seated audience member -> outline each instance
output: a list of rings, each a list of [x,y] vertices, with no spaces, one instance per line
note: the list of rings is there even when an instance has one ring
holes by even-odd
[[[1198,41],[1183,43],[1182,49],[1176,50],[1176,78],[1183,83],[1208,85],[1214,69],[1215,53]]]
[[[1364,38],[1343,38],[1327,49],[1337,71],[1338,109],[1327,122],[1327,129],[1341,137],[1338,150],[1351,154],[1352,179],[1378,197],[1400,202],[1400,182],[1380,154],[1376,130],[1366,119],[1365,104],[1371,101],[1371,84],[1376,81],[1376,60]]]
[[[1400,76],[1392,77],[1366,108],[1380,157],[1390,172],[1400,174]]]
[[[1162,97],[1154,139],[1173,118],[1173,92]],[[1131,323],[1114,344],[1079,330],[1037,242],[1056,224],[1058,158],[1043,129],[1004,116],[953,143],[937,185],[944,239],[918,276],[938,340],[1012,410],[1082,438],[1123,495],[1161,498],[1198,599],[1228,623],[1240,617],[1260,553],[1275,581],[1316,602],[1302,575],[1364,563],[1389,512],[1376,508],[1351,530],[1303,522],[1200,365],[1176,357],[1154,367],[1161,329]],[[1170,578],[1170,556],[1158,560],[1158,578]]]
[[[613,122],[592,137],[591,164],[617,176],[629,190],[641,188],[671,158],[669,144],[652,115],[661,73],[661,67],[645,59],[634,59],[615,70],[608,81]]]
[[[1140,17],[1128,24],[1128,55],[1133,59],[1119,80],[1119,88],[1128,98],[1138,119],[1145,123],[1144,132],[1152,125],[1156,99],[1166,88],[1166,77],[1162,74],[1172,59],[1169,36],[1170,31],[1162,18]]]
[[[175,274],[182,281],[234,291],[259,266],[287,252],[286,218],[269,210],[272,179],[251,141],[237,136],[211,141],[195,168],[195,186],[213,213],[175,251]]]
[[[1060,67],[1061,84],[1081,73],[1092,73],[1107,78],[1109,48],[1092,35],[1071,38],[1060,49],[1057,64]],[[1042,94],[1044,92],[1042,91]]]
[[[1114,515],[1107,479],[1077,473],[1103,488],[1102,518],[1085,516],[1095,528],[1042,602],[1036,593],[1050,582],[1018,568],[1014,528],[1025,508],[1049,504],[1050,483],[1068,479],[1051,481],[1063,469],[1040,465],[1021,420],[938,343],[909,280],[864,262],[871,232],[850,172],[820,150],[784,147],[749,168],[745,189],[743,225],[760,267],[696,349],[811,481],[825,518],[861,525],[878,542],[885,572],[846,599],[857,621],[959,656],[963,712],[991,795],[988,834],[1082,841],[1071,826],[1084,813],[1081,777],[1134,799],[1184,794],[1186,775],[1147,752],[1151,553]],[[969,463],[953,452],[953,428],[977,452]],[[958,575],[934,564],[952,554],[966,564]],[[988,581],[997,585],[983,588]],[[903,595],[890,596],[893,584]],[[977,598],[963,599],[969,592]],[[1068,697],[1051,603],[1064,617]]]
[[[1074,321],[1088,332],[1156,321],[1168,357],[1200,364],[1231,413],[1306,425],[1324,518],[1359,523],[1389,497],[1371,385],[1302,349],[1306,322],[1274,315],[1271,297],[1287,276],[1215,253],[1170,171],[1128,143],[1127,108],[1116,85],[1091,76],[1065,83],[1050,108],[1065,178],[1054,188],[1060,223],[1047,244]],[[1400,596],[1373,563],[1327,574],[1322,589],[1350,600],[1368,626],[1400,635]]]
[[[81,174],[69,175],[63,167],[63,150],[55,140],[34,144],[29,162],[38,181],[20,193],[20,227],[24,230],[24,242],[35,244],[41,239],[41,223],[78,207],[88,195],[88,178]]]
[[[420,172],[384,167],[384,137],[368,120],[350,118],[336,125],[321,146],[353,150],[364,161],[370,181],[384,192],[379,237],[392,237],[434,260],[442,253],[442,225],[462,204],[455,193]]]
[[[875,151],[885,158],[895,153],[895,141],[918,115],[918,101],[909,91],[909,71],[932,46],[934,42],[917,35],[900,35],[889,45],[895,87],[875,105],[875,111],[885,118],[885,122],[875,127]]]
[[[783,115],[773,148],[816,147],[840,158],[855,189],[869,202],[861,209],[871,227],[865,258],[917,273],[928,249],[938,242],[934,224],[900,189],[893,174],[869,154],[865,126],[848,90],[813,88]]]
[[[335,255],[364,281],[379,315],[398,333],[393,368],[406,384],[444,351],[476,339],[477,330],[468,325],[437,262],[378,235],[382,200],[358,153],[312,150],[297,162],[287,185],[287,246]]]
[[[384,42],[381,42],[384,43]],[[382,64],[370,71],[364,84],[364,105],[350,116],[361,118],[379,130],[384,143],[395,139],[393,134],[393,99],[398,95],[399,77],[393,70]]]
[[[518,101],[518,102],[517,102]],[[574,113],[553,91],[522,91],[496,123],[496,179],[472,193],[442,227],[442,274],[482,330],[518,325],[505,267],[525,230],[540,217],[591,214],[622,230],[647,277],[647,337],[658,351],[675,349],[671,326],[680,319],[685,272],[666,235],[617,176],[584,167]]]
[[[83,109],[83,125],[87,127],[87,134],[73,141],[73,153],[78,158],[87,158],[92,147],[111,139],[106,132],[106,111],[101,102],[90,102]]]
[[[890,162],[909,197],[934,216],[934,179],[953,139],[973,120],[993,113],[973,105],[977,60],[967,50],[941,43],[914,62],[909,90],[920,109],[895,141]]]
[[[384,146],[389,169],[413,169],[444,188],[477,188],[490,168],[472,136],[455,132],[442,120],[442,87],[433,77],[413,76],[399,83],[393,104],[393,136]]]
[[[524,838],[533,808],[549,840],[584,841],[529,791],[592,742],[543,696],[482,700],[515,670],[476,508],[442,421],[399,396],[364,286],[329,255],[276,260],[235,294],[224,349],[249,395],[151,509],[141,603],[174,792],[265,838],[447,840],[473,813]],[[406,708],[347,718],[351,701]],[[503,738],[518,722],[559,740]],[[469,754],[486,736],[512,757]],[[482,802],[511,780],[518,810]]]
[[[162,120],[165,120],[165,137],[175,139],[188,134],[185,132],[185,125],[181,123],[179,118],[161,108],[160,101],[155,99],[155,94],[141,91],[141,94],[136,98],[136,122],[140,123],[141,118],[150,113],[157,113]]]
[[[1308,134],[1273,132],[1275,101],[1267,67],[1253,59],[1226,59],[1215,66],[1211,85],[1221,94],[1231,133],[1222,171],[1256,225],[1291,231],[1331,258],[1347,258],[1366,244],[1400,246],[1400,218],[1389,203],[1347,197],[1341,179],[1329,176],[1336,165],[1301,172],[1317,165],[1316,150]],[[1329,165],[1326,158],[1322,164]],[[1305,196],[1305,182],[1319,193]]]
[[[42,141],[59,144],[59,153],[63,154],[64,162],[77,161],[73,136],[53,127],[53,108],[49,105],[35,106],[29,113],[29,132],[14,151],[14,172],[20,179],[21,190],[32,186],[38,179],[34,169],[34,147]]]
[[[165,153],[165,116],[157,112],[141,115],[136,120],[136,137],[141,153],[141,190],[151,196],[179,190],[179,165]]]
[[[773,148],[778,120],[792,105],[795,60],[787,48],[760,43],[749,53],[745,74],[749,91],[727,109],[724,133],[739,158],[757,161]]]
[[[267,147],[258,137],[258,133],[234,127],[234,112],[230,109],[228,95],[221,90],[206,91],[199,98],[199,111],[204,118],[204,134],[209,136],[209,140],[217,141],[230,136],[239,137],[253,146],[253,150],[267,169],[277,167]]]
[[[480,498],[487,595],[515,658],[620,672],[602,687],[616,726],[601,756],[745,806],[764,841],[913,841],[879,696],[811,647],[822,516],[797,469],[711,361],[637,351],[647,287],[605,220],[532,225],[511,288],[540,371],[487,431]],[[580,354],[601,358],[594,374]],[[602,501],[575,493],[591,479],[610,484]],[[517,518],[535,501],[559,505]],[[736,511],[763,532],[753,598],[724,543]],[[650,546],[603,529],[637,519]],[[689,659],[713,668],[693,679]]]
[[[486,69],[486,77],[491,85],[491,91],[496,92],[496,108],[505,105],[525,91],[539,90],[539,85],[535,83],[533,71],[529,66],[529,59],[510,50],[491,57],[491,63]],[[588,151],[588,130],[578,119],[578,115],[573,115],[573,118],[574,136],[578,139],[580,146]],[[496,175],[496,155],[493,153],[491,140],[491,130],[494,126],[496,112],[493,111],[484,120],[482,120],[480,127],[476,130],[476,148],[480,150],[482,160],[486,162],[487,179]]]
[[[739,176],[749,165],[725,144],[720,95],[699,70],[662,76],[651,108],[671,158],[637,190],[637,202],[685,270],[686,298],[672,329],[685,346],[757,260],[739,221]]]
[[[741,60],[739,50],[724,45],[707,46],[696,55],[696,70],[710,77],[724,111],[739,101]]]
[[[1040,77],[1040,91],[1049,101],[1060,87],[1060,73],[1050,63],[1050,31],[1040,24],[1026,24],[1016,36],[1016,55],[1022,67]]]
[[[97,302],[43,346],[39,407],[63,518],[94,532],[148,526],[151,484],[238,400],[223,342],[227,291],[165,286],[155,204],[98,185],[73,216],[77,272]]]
◆ ◆ ◆ ◆ ◆ ◆ ◆
TASK BRIEF: Reproduce verbatim every line from the beginning of the entries through the line containing "holes by even-odd", inclusive of both.

ANSWER BELOW:
seated audience member -> outline each instance
output: a list of rings, each a list of [x,y] vertices, with no spaces, one instance per line
note: the list of rings is there even when an instance has one ring
holes by even-odd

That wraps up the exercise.